▶ **PROVIDED INFORMATION**:

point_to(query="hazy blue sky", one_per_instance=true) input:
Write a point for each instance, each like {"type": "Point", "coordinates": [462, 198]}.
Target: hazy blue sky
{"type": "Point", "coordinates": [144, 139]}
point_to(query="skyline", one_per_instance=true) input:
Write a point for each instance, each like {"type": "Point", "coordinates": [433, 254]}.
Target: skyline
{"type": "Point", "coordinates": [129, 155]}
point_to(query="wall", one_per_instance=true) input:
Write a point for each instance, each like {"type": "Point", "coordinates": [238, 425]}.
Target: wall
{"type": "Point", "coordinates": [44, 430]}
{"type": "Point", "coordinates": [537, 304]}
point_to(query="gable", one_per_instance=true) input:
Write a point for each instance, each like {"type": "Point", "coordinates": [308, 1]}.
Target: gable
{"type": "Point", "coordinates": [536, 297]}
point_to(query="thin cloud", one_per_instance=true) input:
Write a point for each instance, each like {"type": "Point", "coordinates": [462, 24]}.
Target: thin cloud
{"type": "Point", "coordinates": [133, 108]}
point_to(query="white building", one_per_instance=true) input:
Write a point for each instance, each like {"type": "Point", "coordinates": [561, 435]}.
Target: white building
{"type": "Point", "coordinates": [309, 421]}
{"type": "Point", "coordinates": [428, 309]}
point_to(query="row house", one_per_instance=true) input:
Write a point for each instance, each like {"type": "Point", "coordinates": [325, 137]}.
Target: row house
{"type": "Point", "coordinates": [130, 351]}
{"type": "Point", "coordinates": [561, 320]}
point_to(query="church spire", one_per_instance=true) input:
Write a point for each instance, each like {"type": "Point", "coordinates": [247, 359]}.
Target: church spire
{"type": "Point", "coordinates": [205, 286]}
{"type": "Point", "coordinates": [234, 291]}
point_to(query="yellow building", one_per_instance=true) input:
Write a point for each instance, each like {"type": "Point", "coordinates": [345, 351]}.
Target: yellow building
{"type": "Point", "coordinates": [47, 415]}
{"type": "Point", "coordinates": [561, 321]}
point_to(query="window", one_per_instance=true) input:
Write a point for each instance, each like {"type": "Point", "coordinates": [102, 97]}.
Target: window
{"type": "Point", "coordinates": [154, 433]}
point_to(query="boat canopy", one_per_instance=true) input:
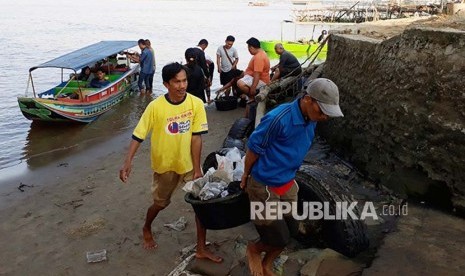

▶ **WHAT IS REQUIRED**: List each line of the listing above that contains the word "blue". Treat uppercase and lowercase letters as different.

▶ **EXPECTED OUTPUT**:
point_to(query="hazy blue sky", one_per_instance=true) input:
Target: hazy blue sky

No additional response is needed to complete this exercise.